§ REQUIREMENTS
Count the lines in the data below that contain the word "marble". Reply with the number alone.

---+---

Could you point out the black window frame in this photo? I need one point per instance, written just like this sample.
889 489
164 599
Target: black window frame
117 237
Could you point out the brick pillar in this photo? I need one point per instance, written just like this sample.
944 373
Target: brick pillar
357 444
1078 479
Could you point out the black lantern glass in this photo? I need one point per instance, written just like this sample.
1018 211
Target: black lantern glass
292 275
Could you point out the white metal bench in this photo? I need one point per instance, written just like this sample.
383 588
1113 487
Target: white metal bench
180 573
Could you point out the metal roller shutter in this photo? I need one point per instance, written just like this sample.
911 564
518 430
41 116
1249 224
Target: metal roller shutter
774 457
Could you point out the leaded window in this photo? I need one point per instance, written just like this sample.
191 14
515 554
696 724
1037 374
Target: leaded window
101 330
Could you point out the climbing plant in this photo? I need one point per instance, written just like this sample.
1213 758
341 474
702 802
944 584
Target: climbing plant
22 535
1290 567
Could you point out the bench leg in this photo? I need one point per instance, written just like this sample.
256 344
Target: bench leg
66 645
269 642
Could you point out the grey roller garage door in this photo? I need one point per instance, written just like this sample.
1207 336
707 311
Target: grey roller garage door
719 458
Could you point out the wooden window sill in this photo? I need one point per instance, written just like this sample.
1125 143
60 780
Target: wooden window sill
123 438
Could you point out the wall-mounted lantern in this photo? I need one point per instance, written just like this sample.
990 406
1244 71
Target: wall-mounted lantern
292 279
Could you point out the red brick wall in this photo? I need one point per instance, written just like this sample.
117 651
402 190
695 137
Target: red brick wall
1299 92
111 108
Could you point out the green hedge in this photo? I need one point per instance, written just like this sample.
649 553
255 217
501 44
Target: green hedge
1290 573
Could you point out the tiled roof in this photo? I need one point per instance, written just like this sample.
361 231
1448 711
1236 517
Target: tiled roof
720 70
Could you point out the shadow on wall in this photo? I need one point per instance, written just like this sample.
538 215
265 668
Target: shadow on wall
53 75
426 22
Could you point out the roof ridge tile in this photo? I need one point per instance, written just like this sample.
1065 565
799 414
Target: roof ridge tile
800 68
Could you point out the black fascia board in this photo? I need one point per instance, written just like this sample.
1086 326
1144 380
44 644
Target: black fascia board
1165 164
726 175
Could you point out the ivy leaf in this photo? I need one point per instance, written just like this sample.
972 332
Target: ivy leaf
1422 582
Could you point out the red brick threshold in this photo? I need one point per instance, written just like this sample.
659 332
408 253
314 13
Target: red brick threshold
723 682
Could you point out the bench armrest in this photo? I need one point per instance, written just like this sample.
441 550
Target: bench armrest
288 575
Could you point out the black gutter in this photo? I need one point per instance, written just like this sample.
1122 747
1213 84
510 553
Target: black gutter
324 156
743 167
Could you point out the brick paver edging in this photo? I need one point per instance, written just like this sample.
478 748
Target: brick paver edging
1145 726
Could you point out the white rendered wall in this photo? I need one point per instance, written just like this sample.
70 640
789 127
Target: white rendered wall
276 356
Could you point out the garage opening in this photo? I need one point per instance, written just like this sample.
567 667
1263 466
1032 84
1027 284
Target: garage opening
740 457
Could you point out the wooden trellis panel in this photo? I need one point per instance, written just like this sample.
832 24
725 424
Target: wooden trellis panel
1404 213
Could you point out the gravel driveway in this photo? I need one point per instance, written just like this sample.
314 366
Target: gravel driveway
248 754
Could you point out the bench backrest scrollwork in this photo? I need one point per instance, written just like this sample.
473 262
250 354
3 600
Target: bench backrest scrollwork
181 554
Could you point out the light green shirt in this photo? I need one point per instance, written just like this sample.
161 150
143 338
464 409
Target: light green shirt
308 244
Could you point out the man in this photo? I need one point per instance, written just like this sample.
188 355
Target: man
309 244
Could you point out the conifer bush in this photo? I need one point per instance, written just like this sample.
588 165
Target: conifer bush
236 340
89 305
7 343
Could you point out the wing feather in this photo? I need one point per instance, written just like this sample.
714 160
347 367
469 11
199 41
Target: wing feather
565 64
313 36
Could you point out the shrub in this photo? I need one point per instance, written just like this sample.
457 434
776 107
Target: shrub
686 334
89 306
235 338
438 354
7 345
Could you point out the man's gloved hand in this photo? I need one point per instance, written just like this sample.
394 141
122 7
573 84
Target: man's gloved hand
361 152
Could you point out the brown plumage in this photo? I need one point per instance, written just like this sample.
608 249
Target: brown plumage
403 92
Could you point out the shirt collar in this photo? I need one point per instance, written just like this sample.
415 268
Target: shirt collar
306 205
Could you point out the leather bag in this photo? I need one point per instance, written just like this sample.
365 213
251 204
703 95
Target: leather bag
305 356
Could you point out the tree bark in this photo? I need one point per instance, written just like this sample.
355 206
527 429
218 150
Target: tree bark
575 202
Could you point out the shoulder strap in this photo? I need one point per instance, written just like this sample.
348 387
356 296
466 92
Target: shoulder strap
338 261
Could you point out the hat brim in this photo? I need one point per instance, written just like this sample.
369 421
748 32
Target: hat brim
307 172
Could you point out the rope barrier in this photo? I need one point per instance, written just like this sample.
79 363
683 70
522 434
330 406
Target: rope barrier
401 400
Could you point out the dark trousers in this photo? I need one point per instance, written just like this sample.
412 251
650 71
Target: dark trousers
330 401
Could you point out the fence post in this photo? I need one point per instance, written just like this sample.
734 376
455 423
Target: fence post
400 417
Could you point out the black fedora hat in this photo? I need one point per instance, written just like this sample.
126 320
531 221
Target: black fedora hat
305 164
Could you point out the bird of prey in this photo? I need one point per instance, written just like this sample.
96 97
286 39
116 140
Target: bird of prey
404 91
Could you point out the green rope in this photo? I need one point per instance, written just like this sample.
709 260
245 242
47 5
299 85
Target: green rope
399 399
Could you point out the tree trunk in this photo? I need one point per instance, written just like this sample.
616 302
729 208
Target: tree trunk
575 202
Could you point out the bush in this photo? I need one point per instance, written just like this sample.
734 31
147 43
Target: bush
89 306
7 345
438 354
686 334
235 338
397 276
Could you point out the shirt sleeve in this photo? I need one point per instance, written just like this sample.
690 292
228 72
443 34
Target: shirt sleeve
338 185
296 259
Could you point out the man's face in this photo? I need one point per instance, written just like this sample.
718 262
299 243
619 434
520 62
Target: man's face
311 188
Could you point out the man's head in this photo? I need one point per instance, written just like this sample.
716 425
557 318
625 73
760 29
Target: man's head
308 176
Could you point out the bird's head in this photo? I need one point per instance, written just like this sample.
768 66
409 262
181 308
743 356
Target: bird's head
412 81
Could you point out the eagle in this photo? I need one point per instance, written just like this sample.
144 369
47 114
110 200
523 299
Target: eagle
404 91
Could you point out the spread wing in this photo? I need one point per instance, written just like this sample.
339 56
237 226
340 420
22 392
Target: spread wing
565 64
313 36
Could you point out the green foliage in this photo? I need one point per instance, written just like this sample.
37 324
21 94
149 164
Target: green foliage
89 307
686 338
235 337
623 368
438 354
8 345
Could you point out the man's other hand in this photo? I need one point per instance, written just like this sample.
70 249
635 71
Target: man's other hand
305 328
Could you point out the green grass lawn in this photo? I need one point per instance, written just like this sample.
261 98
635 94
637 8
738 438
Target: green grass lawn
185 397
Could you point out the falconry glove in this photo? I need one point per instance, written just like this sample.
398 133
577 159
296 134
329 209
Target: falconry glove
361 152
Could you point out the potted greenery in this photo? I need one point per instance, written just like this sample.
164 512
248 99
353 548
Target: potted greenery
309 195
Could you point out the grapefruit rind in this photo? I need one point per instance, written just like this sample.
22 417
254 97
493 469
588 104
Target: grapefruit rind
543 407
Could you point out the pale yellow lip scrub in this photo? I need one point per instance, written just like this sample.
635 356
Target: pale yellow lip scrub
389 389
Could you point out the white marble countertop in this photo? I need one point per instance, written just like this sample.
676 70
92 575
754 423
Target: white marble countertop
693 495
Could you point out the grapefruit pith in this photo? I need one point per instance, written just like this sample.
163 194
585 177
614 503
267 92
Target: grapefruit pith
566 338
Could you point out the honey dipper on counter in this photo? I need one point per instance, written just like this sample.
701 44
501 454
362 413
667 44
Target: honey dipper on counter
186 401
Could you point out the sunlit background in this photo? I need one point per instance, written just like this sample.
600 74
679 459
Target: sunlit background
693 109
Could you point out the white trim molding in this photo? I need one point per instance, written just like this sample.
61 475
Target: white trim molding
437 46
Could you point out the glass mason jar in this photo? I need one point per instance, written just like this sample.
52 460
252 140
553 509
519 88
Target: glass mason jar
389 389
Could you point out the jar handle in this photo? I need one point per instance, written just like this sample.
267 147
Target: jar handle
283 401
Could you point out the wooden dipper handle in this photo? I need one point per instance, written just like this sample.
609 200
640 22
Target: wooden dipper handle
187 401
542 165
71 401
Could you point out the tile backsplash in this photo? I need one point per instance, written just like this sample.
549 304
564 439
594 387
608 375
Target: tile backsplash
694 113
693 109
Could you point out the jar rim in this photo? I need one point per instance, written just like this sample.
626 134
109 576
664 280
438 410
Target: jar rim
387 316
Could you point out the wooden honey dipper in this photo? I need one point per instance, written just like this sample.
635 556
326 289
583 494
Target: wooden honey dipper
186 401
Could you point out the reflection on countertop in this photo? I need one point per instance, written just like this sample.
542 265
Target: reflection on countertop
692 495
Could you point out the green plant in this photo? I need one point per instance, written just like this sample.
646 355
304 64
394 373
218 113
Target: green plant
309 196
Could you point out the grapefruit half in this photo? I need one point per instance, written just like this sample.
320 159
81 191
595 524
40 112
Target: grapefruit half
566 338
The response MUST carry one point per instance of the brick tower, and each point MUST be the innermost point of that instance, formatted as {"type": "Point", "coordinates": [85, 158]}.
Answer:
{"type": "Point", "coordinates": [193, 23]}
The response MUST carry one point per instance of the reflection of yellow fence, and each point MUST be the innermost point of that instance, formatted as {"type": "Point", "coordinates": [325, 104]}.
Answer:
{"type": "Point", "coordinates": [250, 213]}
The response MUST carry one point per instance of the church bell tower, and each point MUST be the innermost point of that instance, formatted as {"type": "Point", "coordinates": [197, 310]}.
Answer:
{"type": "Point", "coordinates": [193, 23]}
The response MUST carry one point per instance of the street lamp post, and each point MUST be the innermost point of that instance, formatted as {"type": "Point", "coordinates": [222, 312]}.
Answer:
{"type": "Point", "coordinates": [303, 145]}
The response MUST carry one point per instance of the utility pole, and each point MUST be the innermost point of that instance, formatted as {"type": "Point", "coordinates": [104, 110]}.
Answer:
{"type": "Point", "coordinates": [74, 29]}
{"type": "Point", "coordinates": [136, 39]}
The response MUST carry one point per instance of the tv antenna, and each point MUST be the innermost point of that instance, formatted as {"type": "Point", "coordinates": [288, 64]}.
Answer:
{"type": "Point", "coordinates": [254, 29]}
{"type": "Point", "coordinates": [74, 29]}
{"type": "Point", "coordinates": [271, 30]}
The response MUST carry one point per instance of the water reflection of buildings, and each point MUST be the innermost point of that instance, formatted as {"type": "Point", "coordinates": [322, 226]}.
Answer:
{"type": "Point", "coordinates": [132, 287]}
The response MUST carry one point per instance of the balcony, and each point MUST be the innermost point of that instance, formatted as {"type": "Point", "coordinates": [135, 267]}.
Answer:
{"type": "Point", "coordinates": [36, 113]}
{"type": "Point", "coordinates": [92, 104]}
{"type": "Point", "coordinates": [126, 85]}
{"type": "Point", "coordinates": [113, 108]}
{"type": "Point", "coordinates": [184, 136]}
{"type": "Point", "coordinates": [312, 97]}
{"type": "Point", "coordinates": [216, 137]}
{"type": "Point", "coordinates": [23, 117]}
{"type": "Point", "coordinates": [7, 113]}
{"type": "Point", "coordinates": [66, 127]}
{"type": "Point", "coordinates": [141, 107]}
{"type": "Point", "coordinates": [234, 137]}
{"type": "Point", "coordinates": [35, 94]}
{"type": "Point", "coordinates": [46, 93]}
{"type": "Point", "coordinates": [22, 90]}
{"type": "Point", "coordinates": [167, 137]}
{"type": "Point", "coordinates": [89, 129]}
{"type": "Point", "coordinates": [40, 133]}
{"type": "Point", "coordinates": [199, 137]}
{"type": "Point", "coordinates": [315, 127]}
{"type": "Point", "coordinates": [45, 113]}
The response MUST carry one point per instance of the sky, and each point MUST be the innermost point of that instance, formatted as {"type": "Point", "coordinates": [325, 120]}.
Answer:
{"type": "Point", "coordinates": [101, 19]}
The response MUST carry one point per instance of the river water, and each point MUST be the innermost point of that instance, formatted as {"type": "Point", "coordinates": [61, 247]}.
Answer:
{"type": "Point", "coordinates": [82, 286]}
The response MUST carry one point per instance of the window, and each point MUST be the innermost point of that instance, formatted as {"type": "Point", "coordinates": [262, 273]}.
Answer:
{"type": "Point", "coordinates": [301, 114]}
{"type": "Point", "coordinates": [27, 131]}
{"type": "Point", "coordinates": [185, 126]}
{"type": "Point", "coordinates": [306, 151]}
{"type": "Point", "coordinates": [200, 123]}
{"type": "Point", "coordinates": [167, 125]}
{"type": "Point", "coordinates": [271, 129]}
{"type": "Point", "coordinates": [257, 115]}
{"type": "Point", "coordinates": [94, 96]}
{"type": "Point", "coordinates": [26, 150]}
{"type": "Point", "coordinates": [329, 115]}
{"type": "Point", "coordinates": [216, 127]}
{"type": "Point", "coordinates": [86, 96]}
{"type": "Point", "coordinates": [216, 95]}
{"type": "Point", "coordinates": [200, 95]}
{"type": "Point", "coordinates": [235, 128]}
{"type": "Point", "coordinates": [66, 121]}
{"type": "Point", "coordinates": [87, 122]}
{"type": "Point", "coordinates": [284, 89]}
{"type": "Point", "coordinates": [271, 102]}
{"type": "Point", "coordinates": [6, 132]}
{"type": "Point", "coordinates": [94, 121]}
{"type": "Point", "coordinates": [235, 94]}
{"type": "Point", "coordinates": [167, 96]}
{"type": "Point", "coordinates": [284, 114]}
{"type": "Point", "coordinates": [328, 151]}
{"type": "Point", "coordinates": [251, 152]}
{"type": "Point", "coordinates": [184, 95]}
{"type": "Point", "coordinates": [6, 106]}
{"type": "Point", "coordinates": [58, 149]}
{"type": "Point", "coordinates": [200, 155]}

---+---

§ RESPONSE
2